[Written task] Gather every line below that contains the string "bounding". Case counts.

+ + + + +

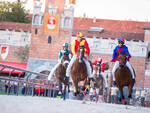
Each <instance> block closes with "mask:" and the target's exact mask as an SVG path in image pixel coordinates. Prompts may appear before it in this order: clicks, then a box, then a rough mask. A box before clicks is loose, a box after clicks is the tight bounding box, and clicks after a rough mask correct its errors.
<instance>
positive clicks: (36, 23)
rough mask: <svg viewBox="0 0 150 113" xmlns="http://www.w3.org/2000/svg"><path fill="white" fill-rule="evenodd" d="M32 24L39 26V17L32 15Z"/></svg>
mask: <svg viewBox="0 0 150 113" xmlns="http://www.w3.org/2000/svg"><path fill="white" fill-rule="evenodd" d="M33 24H36V25H38V24H39V16H38V15H34V18H33Z"/></svg>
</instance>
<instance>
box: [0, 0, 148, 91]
mask: <svg viewBox="0 0 150 113" xmlns="http://www.w3.org/2000/svg"><path fill="white" fill-rule="evenodd" d="M44 4H45V10H44V12H42V7H41V6H42V2H40V1H36V2H34V10H33V14H32V24H30V25H28V24H17V25H16V26H22V27H14V28H13V25H12V26H11V27H10V28H8V26H10V24H9V25H8V24H7V25H6V26H5V27H2V25H3V26H4V23H0V24H1V26H0V34H1V35H0V36H1V37H0V43H1V44H4V45H7V46H9V48H10V50H9V54H8V56H7V58H6V59H5V60H4V61H12V62H13V61H17V62H21V60H19V59H18V58H17V57H16V56H14V51H15V50H16V49H17V48H18V47H20V46H25V45H30V51H29V59H28V62H27V70H30V71H35V72H42V71H50V70H51V69H52V67H53V66H54V65H55V64H56V63H57V58H58V53H59V51H60V50H61V49H62V45H63V43H65V42H68V43H69V44H70V45H71V42H72V40H73V39H74V38H75V37H76V36H75V35H76V33H77V32H79V31H80V32H82V33H83V34H84V36H85V37H86V39H87V41H88V42H89V46H90V49H91V54H90V56H91V60H92V61H94V60H96V59H97V58H98V57H101V58H103V61H104V62H108V63H109V66H110V69H109V71H108V72H110V73H111V70H112V68H113V65H114V63H111V62H110V60H111V58H112V53H113V49H114V47H115V46H116V45H117V39H118V38H120V37H123V38H125V40H126V41H125V44H126V45H127V46H128V48H129V52H130V53H131V55H132V58H131V60H130V63H131V64H132V66H133V67H134V69H135V72H136V85H135V86H136V87H140V88H150V82H149V81H150V62H149V60H148V53H149V51H150V23H149V22H137V21H128V20H126V21H120V20H106V19H96V18H87V17H85V16H84V17H73V13H74V8H73V6H72V5H70V6H69V7H66V6H65V0H45V3H44ZM55 18H56V20H55ZM45 20H46V21H45ZM20 29H22V30H20ZM18 30H20V32H18ZM12 34H13V35H12ZM9 36H11V37H14V38H11V40H10V38H9ZM0 60H3V59H0ZM32 77H34V76H32Z"/></svg>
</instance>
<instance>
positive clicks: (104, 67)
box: [92, 57, 108, 88]
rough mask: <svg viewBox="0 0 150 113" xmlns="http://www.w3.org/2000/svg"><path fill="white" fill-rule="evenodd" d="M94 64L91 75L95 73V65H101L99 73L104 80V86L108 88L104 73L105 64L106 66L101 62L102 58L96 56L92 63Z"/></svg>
mask: <svg viewBox="0 0 150 113" xmlns="http://www.w3.org/2000/svg"><path fill="white" fill-rule="evenodd" d="M92 64H93V65H94V70H93V75H94V74H95V73H96V70H95V69H96V66H101V73H100V74H101V75H102V77H103V79H104V82H105V88H108V83H107V78H106V73H105V66H106V63H105V62H103V59H102V58H100V57H99V58H98V59H97V60H96V61H95V62H93V63H92Z"/></svg>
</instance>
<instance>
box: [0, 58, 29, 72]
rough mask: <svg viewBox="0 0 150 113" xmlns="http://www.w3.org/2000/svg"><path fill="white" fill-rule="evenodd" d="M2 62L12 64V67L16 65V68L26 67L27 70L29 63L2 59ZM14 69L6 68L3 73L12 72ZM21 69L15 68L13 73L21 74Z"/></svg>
mask: <svg viewBox="0 0 150 113" xmlns="http://www.w3.org/2000/svg"><path fill="white" fill-rule="evenodd" d="M0 63H1V64H4V65H7V66H12V67H16V68H20V69H24V70H26V68H27V63H17V62H5V61H0ZM0 69H2V67H1V66H0ZM12 70H13V69H10V68H5V69H4V70H3V71H2V72H1V73H9V72H11V71H12ZM20 73H21V71H18V70H15V71H13V73H12V74H20Z"/></svg>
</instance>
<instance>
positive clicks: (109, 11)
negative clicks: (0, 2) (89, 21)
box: [0, 0, 150, 21]
mask: <svg viewBox="0 0 150 113" xmlns="http://www.w3.org/2000/svg"><path fill="white" fill-rule="evenodd" d="M0 1H15V0H0ZM32 1H33V0H27V5H26V8H27V9H33V3H32ZM68 1H69V0H66V4H67V3H68ZM74 7H75V11H74V16H75V17H82V16H83V14H86V16H87V17H89V18H91V17H92V18H93V17H96V18H101V19H115V20H134V21H150V0H76V5H75V6H74Z"/></svg>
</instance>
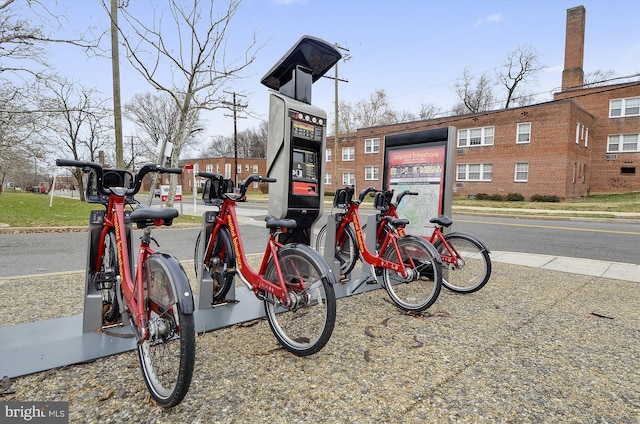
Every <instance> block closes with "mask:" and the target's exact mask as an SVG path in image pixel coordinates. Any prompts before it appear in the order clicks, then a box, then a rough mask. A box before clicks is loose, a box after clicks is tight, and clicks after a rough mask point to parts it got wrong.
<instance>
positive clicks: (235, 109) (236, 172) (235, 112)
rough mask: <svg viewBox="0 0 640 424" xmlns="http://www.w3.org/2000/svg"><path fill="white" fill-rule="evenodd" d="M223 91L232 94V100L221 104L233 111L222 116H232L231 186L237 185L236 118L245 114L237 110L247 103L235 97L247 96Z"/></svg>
mask: <svg viewBox="0 0 640 424" xmlns="http://www.w3.org/2000/svg"><path fill="white" fill-rule="evenodd" d="M224 93H227V94H231V95H232V96H233V102H229V101H223V102H222V104H224V105H227V106H229V108H228V109H230V110H231V111H233V115H227V114H225V115H224V116H228V117H232V118H233V159H234V163H233V187H238V119H246V116H238V111H242V110H244V109H245V108H246V107H247V104H242V103H238V101H237V97H247V96H245V95H243V94H239V93H236V92H235V91H234V92H229V91H224Z"/></svg>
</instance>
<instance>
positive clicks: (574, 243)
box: [0, 204, 640, 277]
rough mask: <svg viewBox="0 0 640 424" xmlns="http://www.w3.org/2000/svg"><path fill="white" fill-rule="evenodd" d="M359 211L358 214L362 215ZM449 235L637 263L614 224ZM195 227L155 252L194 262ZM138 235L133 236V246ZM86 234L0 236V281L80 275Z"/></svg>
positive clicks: (254, 223)
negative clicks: (192, 260) (470, 237)
mask: <svg viewBox="0 0 640 424" xmlns="http://www.w3.org/2000/svg"><path fill="white" fill-rule="evenodd" d="M243 207H245V208H253V209H255V211H254V212H252V213H251V215H253V217H252V218H253V222H251V223H249V224H245V225H241V228H240V230H241V235H242V237H243V241H244V246H245V249H246V252H247V253H248V254H250V253H262V252H263V249H264V246H265V243H266V240H267V232H266V230H265V229H264V224H263V223H262V219H263V216H264V214H266V210H262V209H261V208H262V207H264V206H260V205H256V206H255V207H254V206H251V205H250V204H245V205H243ZM366 213H367V212H366V211H363V215H364V214H366ZM453 219H454V224H453V226H452V230H453V231H466V232H470V233H472V234H475V235H476V236H478V237H479V238H480V239H481V240H483V241H484V242H485V244H486V245H487V246H488V247H489V249H490V250H493V251H509V252H523V253H537V254H549V255H557V256H568V257H576V258H587V259H595V260H606V261H613V262H623V263H634V264H640V257H639V256H638V254H637V247H638V246H639V245H640V225H638V224H635V223H628V222H616V221H614V220H580V221H567V220H557V221H556V220H548V219H545V220H538V219H522V218H507V217H483V216H471V215H454V216H453ZM198 231H199V228H163V229H159V230H155V231H154V236H155V238H156V240H157V241H158V243H159V244H160V247H157V248H156V250H158V251H163V252H167V253H171V254H173V255H175V256H176V257H177V258H178V259H179V260H181V261H184V260H190V259H193V246H195V240H196V237H197V234H198ZM140 233H141V231H139V230H135V231H134V243H135V242H137V241H138V238H139V236H140ZM86 248H87V235H86V233H84V232H79V233H77V232H75V233H37V234H2V235H0V277H11V276H19V275H33V274H44V273H55V272H66V271H78V270H83V269H84V267H85V262H86Z"/></svg>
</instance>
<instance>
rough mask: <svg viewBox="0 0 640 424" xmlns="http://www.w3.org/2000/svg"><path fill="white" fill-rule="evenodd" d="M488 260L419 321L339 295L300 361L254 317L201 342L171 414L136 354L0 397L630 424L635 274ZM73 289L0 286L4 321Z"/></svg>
mask: <svg viewBox="0 0 640 424" xmlns="http://www.w3.org/2000/svg"><path fill="white" fill-rule="evenodd" d="M493 265H494V271H493V275H492V277H491V280H490V281H489V283H488V285H487V286H485V287H484V288H483V289H482V290H480V291H479V292H477V293H474V294H471V295H455V294H452V293H451V292H448V291H446V290H444V289H443V292H442V294H441V295H440V297H439V299H438V301H437V302H436V303H435V304H434V305H433V306H432V307H431V308H430V309H429V310H428V311H427V312H425V313H424V314H420V315H415V314H413V315H411V314H404V313H402V312H401V311H399V310H398V309H397V308H396V307H395V306H394V305H393V304H392V303H391V302H390V300H389V298H388V296H387V294H386V292H385V291H384V290H375V291H372V292H368V293H364V294H360V295H356V296H351V297H347V298H342V299H339V300H338V318H337V322H336V327H335V330H334V333H333V335H332V338H331V340H330V341H329V343H328V344H327V345H326V346H325V348H324V349H323V350H322V351H320V352H319V353H318V354H316V355H312V356H310V357H306V358H298V357H296V356H294V355H291V354H289V353H287V352H286V351H285V350H284V349H281V348H279V345H278V343H277V341H276V339H275V337H274V336H273V334H272V333H271V331H270V329H269V326H268V324H267V322H266V321H264V320H259V321H255V322H251V323H244V324H239V325H235V326H232V327H229V328H225V329H220V330H217V331H214V332H211V333H207V334H203V335H199V336H198V338H197V353H196V370H195V373H194V378H193V382H192V385H191V388H190V391H189V393H188V394H187V396H186V397H185V399H184V401H183V402H182V403H181V404H180V405H178V406H177V407H175V408H173V409H171V410H163V409H161V408H158V407H156V406H154V405H153V404H152V403H151V402H150V401H149V400H148V396H147V390H146V387H145V385H144V382H143V379H142V375H141V372H140V368H139V364H138V360H137V357H136V355H135V352H128V353H124V354H120V355H115V356H111V357H106V358H101V359H99V360H96V361H93V362H91V363H85V364H78V365H70V366H65V367H62V368H58V369H54V370H49V371H46V372H41V373H37V374H33V375H28V376H23V377H20V378H17V379H15V380H14V381H13V382H12V385H11V388H10V389H11V391H15V392H14V393H12V394H8V395H6V394H5V395H4V396H3V397H0V401H9V400H18V401H68V402H69V409H70V422H72V423H98V422H99V423H122V422H127V423H129V422H131V423H192V424H196V423H245V422H256V423H257V422H272V423H316V422H330V423H334V422H340V423H342V422H351V423H374V422H375V423H380V422H400V421H402V422H412V423H413V422H429V423H449V422H451V423H453V422H455V423H495V422H498V423H515V422H517V423H538V422H570V423H638V422H639V417H640V370H639V369H638V364H639V363H640V343H639V342H638V340H639V338H640V337H639V336H640V320H639V319H638V318H640V312H639V310H638V304H639V303H640V302H639V300H640V299H639V297H640V291H639V290H638V286H637V283H632V282H625V281H619V280H606V279H602V278H596V277H590V276H583V275H576V274H568V273H561V272H555V271H546V270H540V269H534V268H527V267H522V266H515V265H507V264H501V263H494V264H493ZM192 268H193V267H192V264H185V269H187V270H189V269H192ZM191 278H192V280H191V281H195V279H194V278H193V277H192V276H191ZM82 282H83V276H82V274H78V273H76V274H64V275H49V276H38V277H35V278H30V279H29V280H25V279H24V278H22V279H21V278H14V279H3V280H0V310H1V311H2V321H3V324H4V325H12V324H16V323H19V322H27V321H30V320H33V319H34V315H33V314H34V313H37V314H38V318H39V319H46V318H54V317H60V316H66V315H77V314H79V313H81V306H79V305H82V297H83V295H84V293H83V289H82V284H83V283H82ZM61 287H64V290H65V291H64V296H62V295H63V291H62V290H61ZM25 310H27V311H28V312H29V313H30V315H26V314H25Z"/></svg>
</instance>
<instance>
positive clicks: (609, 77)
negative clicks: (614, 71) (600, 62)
mask: <svg viewBox="0 0 640 424" xmlns="http://www.w3.org/2000/svg"><path fill="white" fill-rule="evenodd" d="M615 75H616V73H615V72H614V71H611V70H609V71H602V70H600V69H598V70H595V71H593V72H587V73H586V74H585V75H584V80H583V86H584V87H585V88H591V87H601V86H603V85H607V83H608V82H609V80H610V79H611V78H613V77H614V76H615Z"/></svg>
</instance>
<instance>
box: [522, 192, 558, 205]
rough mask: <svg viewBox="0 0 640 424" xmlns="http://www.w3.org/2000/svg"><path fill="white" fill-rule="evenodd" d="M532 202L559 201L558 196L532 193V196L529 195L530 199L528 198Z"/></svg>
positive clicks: (553, 202) (557, 201)
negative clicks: (535, 193) (530, 198)
mask: <svg viewBox="0 0 640 424" xmlns="http://www.w3.org/2000/svg"><path fill="white" fill-rule="evenodd" d="M529 200H530V201H532V202H552V203H557V202H559V201H560V198H559V197H558V196H549V195H546V194H534V195H533V196H531V199H529Z"/></svg>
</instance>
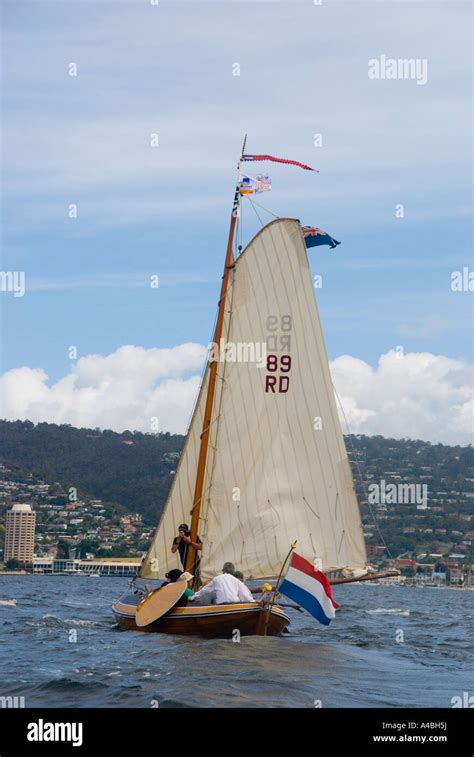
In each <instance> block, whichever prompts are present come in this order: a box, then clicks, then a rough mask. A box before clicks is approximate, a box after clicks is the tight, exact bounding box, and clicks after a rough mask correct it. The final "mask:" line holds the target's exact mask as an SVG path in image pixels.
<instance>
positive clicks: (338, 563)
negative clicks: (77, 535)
mask: <svg viewBox="0 0 474 757" xmlns="http://www.w3.org/2000/svg"><path fill="white" fill-rule="evenodd" d="M223 337H224V339H225V342H226V343H227V345H228V349H226V350H225V351H224V352H223V351H222V349H221V352H220V355H221V357H226V358H227V359H226V360H225V361H224V360H223V361H222V362H219V366H218V379H217V388H216V394H215V397H214V404H213V416H212V423H211V428H210V440H209V451H208V457H207V463H206V475H205V482H204V491H203V501H202V507H201V515H200V528H199V535H200V538H201V539H202V541H203V549H202V567H201V576H202V578H204V579H205V580H207V579H210V578H212V577H213V576H214V575H216V574H217V573H219V572H220V571H221V568H222V565H223V563H224V562H225V561H231V562H233V563H234V564H235V565H236V567H237V568H238V569H240V570H242V572H243V573H244V575H245V576H246V577H252V578H264V577H274V576H276V575H278V573H279V571H280V568H281V566H282V563H283V560H284V559H285V556H286V555H287V553H288V550H289V547H290V544H291V543H292V542H294V541H295V540H297V541H298V545H297V552H298V554H301V555H302V556H303V557H306V558H307V559H308V560H310V561H311V562H313V561H314V560H318V561H320V562H318V565H319V566H320V567H321V569H322V570H323V571H324V572H326V573H329V572H333V571H339V570H344V571H347V572H354V573H357V574H358V573H362V572H365V570H366V569H367V557H366V552H365V544H364V537H363V533H362V525H361V520H360V513H359V507H358V504H357V500H356V496H355V493H354V488H353V481H352V474H351V470H350V466H349V462H348V459H347V453H346V449H345V445H344V439H343V436H342V433H341V428H340V424H339V419H338V415H337V409H336V403H335V398H334V390H333V386H332V382H331V376H330V373H329V366H328V359H327V355H326V350H325V346H324V340H323V335H322V331H321V325H320V321H319V316H318V312H317V307H316V302H315V297H314V289H313V285H312V280H311V274H310V269H309V265H308V259H307V254H306V246H305V244H304V240H303V236H302V233H301V227H300V224H299V222H298V221H297V220H294V219H279V220H277V221H273V222H272V223H270V224H268V225H267V226H265V227H264V228H263V229H262V230H261V231H260V232H259V233H258V234H257V235H256V236H255V237H254V239H253V240H252V242H251V243H250V244H249V245H248V246H247V248H246V249H245V250H244V252H243V253H242V254H241V255H240V257H239V258H237V260H236V262H235V265H234V266H233V268H232V271H231V277H230V281H229V287H228V290H227V296H226V304H225V318H224V329H223ZM263 344H264V345H265V346H266V359H265V360H264V361H263V364H262V363H261V364H260V367H259V365H258V364H257V362H256V361H255V360H252V357H260V355H259V351H258V347H259V345H263ZM249 358H250V359H249ZM205 397H206V392H205V389H204V390H203V389H201V393H200V397H199V398H198V402H197V405H196V410H195V413H194V416H193V419H192V422H191V426H190V429H189V433H188V438H187V441H186V445H185V448H184V450H183V453H182V458H181V461H180V466H179V469H178V471H177V474H176V478H175V481H174V483H173V486H172V489H171V492H170V496H169V498H168V501H167V505H166V508H165V511H164V514H163V516H162V518H161V520H160V523H159V526H158V528H157V532H156V535H155V538H154V540H153V544H152V547H151V549H150V552H149V554H148V555H147V558H146V561H145V564H144V566H143V568H142V572H141V574H142V575H146V576H150V575H152V574H153V572H151V571H150V569H149V566H150V564H151V561H152V560H153V558H155V565H156V561H157V562H158V565H159V573H160V575H163V572H166V571H164V569H166V570H169V568H170V567H177V560H176V555H172V554H171V543H172V540H173V537H174V536H175V534H176V529H177V526H178V525H179V523H181V522H182V521H183V520H184V521H185V522H189V517H190V516H189V513H190V510H191V507H192V496H193V487H194V482H195V476H196V467H197V457H198V452H199V436H200V433H201V431H202V418H203V407H204V403H205ZM178 567H179V566H178Z"/></svg>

+ + + + +

[Completed task]
Each <instance> block closes with "mask:" and the target's exact mask as an SVG path in image pixel coordinates. Prompts may appear before it in this order: clicks, then a box, then a rough mask. A box before clicks is loose, a box after clicks is the tight bounding box, and clicks after a rough mask correct its errors.
In each <instance> block, whichever prompts are present come in this order: a box, then clicks, then a rough mask. A box before clicks is approximate, a box after clicks is the tight, exact bounding box, and clicks after a rough mask correct it. The final "mask:" line holds the target's exact mask as an SVG path in image pixels.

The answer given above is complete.